4th Edition

Chapter 37: A tired retired engineer

A retired engineer aged 83 years went to see his GP because he was lethargic. He admitted to 10 kg weight loss and vague right upper quadrant fullness.

He was an ex-smoker (25 pack years). There was no family history of cancer or occupational carcinogen exposure. He was on no medication and had no significant past medical history.

His GP referred him to a gastroenterologist who organized a CT scan and various blood tests.

Serum calcium (adjusted) Result Normal range
Serum calcium (adjusted) 3.20 (3.45) mmol/L 2.15-2.60
Albumin 21 g/L 35-50
Phosphate 1.28 mmol/L 0.8-1.5
Alkaline phosphatase 417 IU/L 30-130
Alanine transaminase 57 IU/L 0-40
Bilirubin 39 mcmol/L 0-21
AFP 3 kU/L 0-13
CEA 5 mcg/L 0-5
CA12-5 3756 U/mL 0-35
CA19-9 5536 U/mL 0-33
PSA 0.23 mcg/L 0-4

Abdominal CT scan.

Supplied data

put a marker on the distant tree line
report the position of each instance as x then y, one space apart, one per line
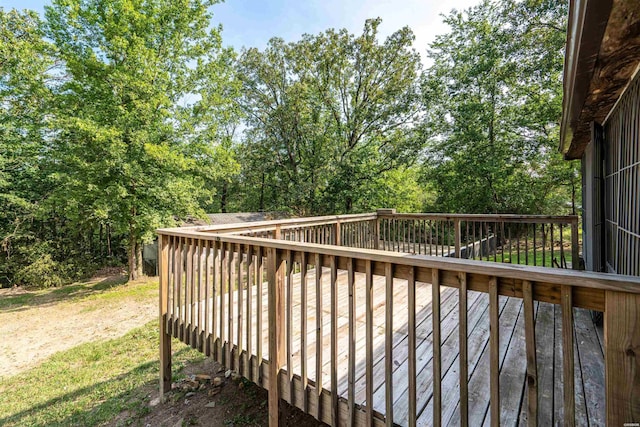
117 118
--
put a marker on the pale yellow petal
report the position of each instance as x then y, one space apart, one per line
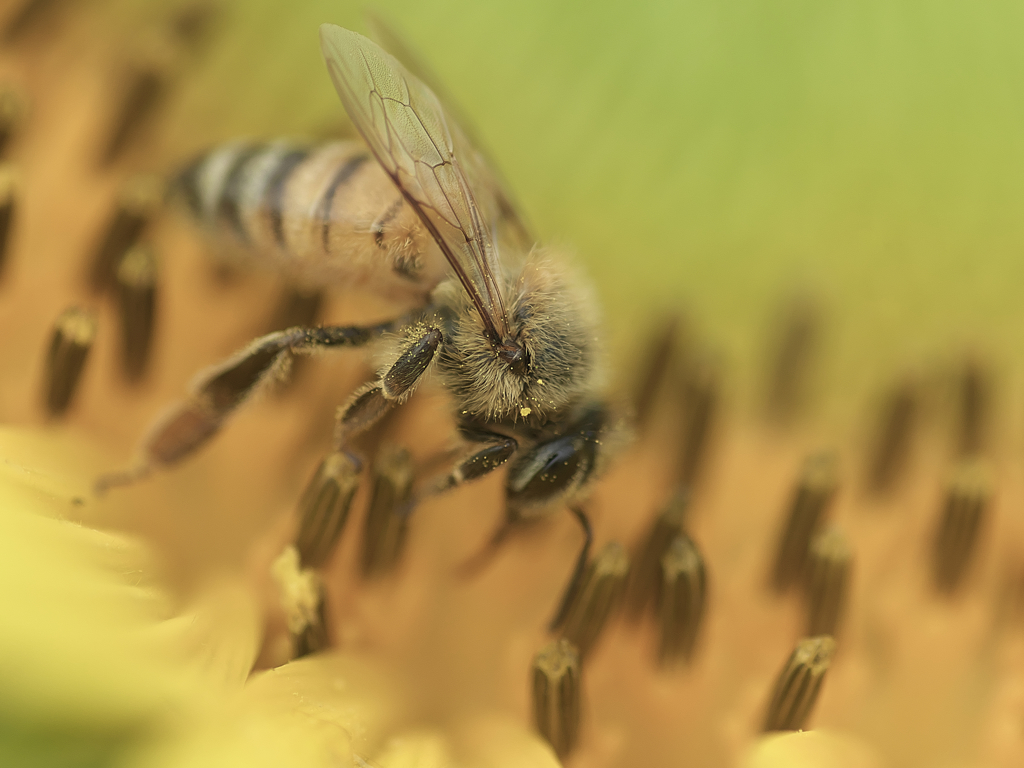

Problem 1
In the case of the tired retired engineer, how much weight had the patient lost?
Problem 2
Turn the paragraph beginning "He was an ex-smoker" in the case of the tired retired engineer into a short bulleted list that keeps its main facts.
Problem 3
Write what follows the last line of the case of the tired retired engineer.
The entries come from a different source than the case of the tired retired engineer.

Exercise result 1
He had lost 10 kg.

Exercise result 2
- Ex-smoker (25 pack years)
- No family history of cancer
- No occupational carcinogen exposure
- On no medication
- No significant past medical history

Exercise result 3
  • 1. What does the abdominal CT scan show?

    Correct answer:
    CT scan shows hepatomegaly with multiple liver metastases.

Thoracic CT scan.

  • 2. What does the thoracic CT scan show?

    Correct answer:

Lytic lesion of T9 with destruction of posterior and lateral aspect of vertebral body. There were further bone metastases in the T4, iliac and fourth ribs.

He had a diagnostic ultrasound-guided liver biopsy.

Liver biopsy report
Microscopic description:
Liver infiltrated by an undifferentiated carcinoma with focal packaging but no definite evidence of glandular differentiation.
Immunohistochemical staining:
The tumour is diffusely positive for CK7, CK20 and CK19 and CDX2.
It is negative for chromogranin and CK5.
This immunophenotype is not specific but indicates that the tumour is a poorly differentiated adenocarcinoma.
  • 3. What are the most common primary tumour sites in patients with liver metastases?

    Correct answer:
    Of all patients with liver metastases:

    • 60% have a colorectal primary tumour
    • 20% have melanoma
    • 15% lung cancer
    • 15% lung cancer

Although his gastroenterologist suspected an upper GI primary or pancreatobiliary primary, no primary was present on the CT scan and an upper GI endoscopy was unremarkable.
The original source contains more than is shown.